Reproduce the passage on the PostgreSQL vacuum test word for word, starting at "I have also" and ending at "times more rows.".

───── DOCUMENT PASSAGE

After initdb, I did:
postgres=# create table foo as select 42 as id;
SELECT 1
postgres=# create table cat_a as select generate_series(1, 10000000);
SELECT 10000000
postgres=# create table cat_b as select generate_series(1, 10000000);
SELECT 10000000
postgres=# create table cat_c as select generate_series(1, 10000000);
SELECT 10000000
postgres=# create table cat_d as select generate_series(1, 10000000);
SELECT 10000000
Then I started monitor.sh (new version attached) and started
explode_mxact_members.c and recorded the attached file
monitor-output.txt. The result is not great: since relminmxid starts
at 1 for all tables created in a brand new database, 3
(autovacuum_max_workers) vacuums started around the same time, and
later they didn't really seem to be diverging, a bit under an hour
later the same three were triggered again, and so on.
I have also attached monitor-output-fail.txt, a case where the
database size is too large to be vacuumed fast enough for that rate of
member space consumption. It starts vacuuming with 3 workers at 50%,
and hasn't finished by 100%, so the new error is raised and no more
multixacts can be created. Eventually the vacuuming completes and
progress can be made. The database was set up as above, but the
tables have 10 times more rows.

──────────
───── RECORDS

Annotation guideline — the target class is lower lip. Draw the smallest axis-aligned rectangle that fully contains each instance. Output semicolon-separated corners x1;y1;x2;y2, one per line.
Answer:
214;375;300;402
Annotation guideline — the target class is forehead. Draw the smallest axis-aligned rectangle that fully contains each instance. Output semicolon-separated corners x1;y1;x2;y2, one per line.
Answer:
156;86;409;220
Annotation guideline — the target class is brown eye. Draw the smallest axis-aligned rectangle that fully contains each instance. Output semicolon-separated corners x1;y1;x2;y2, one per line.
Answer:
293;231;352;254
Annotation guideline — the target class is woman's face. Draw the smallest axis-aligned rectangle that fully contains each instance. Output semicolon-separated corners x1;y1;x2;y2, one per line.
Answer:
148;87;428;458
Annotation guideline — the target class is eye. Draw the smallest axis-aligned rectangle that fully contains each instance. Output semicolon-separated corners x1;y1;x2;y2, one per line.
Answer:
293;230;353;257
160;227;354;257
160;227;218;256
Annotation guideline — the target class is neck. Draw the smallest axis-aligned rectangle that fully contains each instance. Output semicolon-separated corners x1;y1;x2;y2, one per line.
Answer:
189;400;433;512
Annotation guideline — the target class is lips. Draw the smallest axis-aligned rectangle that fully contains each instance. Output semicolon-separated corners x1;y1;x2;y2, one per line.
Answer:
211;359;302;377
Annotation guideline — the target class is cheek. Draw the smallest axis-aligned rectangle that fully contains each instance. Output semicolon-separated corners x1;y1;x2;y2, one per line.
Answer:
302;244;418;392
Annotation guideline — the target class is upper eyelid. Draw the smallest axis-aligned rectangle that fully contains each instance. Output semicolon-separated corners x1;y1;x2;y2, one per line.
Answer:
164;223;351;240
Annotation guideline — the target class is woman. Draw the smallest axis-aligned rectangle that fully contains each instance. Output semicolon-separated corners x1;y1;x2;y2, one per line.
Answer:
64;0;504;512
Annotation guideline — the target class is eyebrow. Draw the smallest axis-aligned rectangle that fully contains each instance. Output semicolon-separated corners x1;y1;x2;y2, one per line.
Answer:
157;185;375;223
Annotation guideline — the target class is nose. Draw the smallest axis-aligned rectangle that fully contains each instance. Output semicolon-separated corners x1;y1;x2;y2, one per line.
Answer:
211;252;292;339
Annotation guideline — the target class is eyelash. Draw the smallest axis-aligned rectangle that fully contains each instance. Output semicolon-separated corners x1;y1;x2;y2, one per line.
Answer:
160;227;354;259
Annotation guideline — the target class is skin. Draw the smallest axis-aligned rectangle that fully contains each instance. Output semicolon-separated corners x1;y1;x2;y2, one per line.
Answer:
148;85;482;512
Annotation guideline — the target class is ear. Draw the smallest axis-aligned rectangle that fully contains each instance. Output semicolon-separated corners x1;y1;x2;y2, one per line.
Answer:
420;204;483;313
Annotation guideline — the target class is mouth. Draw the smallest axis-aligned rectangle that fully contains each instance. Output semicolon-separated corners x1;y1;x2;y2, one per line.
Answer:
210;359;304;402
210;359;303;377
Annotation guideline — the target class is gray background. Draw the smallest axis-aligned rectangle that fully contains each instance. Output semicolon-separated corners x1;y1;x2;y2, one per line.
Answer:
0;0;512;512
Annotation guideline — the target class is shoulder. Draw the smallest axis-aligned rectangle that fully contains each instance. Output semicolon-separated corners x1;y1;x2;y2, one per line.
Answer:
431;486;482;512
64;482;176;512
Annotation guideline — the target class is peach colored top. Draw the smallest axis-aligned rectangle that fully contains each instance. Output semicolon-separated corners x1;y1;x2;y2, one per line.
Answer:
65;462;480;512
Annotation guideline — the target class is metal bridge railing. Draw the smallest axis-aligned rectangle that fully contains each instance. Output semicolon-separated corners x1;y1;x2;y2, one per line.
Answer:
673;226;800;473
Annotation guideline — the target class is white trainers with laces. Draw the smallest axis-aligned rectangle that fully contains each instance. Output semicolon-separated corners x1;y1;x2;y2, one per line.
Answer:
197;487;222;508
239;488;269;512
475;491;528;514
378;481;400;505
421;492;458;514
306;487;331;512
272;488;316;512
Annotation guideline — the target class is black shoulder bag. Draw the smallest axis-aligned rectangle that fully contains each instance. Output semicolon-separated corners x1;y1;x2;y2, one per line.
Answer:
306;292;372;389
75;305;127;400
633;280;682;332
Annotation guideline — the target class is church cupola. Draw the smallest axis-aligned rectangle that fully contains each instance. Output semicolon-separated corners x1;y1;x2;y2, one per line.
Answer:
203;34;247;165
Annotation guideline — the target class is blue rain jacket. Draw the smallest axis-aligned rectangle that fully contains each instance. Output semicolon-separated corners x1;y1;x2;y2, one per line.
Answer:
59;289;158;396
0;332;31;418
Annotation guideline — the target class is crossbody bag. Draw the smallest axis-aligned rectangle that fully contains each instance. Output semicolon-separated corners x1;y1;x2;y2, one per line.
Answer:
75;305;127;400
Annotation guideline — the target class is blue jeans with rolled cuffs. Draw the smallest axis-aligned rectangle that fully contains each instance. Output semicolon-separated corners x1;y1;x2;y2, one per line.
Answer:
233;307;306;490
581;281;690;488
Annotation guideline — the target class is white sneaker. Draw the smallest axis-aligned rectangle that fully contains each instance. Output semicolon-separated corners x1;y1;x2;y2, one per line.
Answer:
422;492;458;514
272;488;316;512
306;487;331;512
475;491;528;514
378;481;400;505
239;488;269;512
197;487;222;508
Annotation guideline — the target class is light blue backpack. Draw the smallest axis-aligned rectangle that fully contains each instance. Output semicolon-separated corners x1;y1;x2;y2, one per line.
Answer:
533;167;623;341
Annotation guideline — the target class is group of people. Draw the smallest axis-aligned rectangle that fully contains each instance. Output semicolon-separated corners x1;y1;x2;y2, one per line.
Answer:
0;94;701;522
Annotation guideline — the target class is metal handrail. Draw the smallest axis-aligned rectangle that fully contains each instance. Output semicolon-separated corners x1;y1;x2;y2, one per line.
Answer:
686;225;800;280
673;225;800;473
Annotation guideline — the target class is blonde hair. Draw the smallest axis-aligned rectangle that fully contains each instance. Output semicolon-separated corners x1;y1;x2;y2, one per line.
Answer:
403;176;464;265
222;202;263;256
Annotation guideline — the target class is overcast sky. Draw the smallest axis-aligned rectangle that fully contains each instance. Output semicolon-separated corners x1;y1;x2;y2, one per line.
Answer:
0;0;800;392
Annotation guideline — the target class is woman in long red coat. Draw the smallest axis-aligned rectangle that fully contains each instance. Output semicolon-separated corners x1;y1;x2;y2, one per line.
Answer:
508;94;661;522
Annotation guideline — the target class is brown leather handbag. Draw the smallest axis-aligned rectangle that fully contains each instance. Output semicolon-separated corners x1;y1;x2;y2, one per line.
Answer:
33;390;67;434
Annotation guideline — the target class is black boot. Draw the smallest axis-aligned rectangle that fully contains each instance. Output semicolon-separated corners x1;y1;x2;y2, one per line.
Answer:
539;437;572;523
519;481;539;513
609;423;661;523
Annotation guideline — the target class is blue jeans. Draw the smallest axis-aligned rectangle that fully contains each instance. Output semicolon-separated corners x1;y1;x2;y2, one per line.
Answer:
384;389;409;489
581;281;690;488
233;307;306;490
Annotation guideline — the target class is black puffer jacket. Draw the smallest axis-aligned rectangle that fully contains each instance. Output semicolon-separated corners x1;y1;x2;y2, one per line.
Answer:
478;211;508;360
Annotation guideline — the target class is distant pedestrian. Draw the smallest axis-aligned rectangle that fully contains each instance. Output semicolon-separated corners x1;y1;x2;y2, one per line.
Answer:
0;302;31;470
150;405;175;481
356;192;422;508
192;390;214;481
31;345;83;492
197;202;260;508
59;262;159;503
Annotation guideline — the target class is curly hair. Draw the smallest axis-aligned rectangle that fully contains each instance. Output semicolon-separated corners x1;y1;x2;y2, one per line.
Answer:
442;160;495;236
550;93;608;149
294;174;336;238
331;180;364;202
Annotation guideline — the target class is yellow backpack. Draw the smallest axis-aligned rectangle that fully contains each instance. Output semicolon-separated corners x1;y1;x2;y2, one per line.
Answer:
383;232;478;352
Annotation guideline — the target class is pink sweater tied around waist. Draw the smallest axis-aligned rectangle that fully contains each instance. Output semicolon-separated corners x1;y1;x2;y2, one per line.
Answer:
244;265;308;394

──────────

» **REPLY**
I have also attached monitor-output-fail.txt, a case where the
database size is too large to be vacuumed fast enough for that rate of
member space consumption. It starts vacuuming with 3 workers at 50%,
and hasn't finished by 100%, so the new error is raised and no more
multixacts can be created. Eventually the vacuuming completes and
progress can be made. The database was set up as above, but the
tables have 10 times more rows.